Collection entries
+++

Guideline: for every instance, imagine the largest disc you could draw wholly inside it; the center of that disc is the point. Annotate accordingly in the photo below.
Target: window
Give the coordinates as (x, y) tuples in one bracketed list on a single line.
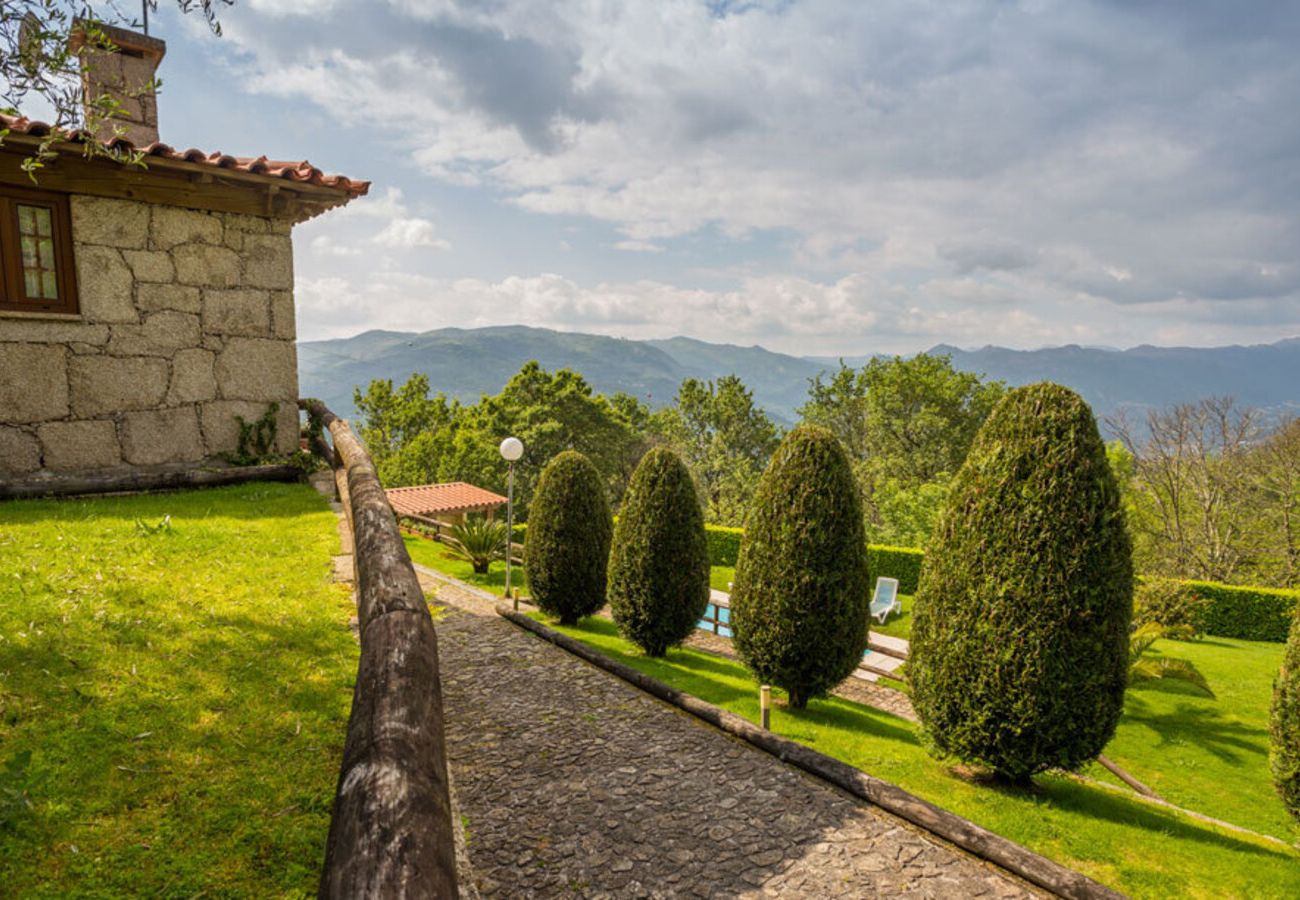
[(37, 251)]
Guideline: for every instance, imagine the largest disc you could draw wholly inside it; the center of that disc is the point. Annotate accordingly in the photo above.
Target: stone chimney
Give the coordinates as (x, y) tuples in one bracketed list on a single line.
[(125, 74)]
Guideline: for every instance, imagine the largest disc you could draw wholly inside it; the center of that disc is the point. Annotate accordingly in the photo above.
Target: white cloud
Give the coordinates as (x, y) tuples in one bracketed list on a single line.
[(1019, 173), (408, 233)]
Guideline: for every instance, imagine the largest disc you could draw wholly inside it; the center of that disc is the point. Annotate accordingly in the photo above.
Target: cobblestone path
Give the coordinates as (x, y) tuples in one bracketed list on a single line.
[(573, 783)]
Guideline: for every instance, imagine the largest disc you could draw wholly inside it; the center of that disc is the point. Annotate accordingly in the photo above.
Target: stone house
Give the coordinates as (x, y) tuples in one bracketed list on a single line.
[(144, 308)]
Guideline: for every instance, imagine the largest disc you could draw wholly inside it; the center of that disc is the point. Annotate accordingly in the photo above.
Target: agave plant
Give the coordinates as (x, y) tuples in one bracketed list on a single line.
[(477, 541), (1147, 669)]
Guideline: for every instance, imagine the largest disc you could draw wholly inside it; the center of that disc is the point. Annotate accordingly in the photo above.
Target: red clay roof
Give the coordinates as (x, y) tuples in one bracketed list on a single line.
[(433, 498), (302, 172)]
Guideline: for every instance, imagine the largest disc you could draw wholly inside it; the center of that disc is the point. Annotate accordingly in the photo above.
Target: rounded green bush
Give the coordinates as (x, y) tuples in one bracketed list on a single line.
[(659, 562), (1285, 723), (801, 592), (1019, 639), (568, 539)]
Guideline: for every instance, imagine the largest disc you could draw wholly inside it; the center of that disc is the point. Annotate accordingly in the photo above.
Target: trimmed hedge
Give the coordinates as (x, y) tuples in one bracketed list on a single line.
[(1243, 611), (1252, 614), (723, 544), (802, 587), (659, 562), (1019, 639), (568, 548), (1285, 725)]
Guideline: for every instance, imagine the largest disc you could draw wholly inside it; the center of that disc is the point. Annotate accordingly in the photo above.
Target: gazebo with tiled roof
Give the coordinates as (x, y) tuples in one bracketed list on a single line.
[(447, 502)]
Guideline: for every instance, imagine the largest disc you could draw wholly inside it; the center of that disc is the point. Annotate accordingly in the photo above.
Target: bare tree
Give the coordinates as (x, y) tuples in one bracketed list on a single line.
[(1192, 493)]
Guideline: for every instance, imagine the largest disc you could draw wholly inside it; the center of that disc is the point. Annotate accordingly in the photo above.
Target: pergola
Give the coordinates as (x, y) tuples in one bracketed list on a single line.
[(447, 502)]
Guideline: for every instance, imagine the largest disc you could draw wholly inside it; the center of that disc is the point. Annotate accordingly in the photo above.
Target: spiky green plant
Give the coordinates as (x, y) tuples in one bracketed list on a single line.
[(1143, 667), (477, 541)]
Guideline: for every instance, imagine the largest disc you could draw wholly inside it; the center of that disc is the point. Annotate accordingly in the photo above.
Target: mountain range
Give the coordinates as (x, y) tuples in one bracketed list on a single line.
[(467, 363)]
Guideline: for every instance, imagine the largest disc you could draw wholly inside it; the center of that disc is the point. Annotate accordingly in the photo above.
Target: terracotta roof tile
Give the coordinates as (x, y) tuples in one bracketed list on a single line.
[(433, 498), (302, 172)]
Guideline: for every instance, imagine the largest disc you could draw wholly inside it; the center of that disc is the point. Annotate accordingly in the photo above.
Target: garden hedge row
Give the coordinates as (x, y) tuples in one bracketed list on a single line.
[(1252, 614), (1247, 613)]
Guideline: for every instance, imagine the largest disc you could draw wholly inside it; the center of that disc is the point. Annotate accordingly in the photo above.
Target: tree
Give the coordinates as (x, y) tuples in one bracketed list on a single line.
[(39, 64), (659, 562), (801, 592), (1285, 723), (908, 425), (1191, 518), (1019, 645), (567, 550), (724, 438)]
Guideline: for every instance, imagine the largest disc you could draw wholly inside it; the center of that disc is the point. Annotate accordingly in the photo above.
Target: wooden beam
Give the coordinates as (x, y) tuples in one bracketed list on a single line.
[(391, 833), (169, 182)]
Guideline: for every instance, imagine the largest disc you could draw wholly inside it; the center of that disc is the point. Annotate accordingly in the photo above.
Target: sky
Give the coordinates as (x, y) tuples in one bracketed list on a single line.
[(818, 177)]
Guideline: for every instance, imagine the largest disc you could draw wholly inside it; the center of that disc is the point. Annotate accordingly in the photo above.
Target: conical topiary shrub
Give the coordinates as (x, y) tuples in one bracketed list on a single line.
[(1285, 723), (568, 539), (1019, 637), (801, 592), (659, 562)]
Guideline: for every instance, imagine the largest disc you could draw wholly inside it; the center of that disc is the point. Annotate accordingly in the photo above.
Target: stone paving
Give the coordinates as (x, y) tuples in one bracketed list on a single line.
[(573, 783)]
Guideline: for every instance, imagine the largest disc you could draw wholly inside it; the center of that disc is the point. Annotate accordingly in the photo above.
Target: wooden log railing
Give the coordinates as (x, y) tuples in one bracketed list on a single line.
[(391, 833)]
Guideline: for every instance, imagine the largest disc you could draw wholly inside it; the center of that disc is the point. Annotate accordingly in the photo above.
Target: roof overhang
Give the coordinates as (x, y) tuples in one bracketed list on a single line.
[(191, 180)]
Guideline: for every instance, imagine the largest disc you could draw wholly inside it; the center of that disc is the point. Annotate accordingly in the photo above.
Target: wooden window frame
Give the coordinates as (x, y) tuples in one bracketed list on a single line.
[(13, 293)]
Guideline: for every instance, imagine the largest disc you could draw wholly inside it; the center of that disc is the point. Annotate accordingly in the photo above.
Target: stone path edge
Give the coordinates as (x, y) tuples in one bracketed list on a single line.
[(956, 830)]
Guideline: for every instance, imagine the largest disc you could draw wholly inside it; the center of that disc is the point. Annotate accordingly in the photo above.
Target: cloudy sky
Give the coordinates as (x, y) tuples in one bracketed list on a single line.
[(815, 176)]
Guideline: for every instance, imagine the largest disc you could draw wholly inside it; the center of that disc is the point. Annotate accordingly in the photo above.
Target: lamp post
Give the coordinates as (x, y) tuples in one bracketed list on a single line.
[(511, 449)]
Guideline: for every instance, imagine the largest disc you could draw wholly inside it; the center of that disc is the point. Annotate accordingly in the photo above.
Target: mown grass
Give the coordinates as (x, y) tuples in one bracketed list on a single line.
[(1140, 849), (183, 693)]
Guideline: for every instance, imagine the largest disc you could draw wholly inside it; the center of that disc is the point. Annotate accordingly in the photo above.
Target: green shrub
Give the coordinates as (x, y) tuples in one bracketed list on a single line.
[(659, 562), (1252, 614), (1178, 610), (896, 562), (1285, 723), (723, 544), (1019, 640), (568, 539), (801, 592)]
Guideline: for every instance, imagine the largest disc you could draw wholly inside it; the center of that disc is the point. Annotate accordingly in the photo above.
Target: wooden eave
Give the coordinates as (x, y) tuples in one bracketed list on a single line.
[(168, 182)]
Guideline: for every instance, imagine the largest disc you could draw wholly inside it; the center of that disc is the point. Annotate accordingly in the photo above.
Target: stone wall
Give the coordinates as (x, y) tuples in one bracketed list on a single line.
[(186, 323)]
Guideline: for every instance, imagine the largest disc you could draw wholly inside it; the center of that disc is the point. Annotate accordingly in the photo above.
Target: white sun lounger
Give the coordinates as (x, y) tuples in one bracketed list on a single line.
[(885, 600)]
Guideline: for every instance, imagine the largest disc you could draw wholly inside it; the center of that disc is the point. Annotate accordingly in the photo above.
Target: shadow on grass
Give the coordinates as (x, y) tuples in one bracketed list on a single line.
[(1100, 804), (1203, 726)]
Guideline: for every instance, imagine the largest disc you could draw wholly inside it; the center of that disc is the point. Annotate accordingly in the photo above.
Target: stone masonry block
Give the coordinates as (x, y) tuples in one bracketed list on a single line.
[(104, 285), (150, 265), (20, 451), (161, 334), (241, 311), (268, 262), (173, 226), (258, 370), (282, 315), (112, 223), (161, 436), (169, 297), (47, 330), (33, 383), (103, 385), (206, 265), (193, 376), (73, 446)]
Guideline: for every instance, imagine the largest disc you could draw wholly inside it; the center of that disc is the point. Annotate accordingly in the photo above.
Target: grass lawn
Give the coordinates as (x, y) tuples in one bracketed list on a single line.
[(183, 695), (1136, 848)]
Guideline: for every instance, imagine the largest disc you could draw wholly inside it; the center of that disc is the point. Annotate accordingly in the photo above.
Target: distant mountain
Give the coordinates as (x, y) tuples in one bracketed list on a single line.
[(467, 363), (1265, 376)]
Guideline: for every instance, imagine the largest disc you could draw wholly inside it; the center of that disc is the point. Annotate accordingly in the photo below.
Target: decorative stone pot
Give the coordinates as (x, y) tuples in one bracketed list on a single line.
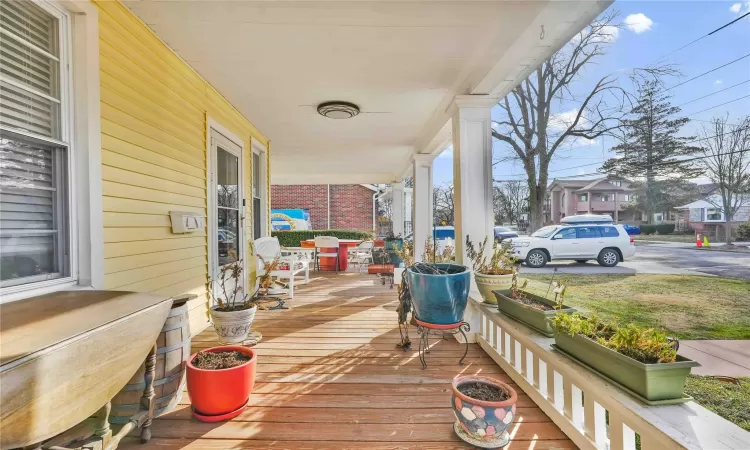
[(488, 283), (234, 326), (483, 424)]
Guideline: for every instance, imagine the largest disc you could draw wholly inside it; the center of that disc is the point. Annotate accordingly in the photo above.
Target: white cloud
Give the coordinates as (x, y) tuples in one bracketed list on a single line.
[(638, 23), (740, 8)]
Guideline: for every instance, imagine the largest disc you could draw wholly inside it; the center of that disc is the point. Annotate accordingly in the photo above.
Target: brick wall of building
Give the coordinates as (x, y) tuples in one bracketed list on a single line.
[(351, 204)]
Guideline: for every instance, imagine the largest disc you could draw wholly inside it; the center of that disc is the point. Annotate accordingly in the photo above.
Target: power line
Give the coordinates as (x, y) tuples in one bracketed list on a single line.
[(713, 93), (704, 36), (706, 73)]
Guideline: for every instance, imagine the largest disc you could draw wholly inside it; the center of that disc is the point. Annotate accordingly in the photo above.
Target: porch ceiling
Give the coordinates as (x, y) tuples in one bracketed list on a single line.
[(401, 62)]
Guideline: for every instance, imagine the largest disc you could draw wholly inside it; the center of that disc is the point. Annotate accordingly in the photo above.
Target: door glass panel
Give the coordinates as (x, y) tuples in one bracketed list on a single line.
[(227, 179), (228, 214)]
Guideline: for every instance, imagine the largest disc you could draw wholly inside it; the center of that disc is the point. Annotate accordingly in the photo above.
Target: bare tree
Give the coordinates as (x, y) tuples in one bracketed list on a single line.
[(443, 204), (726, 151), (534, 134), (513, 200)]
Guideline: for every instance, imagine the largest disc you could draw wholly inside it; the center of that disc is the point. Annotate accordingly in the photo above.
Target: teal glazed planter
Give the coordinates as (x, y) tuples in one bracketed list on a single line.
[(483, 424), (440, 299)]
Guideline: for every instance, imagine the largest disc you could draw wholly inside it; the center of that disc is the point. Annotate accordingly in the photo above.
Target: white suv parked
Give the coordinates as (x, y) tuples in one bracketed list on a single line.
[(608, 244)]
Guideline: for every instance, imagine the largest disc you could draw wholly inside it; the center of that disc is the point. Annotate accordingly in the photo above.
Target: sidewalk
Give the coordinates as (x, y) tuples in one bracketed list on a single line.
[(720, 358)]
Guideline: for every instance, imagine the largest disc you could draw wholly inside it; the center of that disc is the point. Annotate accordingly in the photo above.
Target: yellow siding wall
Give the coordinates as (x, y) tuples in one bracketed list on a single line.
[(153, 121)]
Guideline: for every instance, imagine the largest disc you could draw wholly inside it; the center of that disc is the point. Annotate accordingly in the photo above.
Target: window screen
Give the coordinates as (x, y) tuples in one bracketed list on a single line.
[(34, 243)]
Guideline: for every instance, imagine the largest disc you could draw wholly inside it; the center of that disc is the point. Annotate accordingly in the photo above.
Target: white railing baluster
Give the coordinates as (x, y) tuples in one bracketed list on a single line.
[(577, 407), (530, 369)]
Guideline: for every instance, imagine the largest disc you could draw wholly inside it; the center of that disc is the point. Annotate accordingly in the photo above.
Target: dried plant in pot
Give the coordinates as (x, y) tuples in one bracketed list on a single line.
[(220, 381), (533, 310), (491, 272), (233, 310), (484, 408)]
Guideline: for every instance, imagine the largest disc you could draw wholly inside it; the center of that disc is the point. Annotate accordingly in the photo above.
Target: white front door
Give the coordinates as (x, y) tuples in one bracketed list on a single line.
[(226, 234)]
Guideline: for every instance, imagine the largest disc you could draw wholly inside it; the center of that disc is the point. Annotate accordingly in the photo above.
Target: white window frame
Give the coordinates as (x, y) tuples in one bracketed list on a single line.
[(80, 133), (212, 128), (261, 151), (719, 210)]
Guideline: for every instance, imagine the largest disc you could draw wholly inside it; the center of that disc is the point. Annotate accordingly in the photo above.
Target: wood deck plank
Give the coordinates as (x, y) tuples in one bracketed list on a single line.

+++

Exercise prompt
Please return every line of the listing above that contains the string "white", matching case exactly.

Final result
Target: white cloud
Target: white sun lounger
Target: white cloud
Target: white suv parked
Target: white railing baluster
Target: white front door
Target: white window frame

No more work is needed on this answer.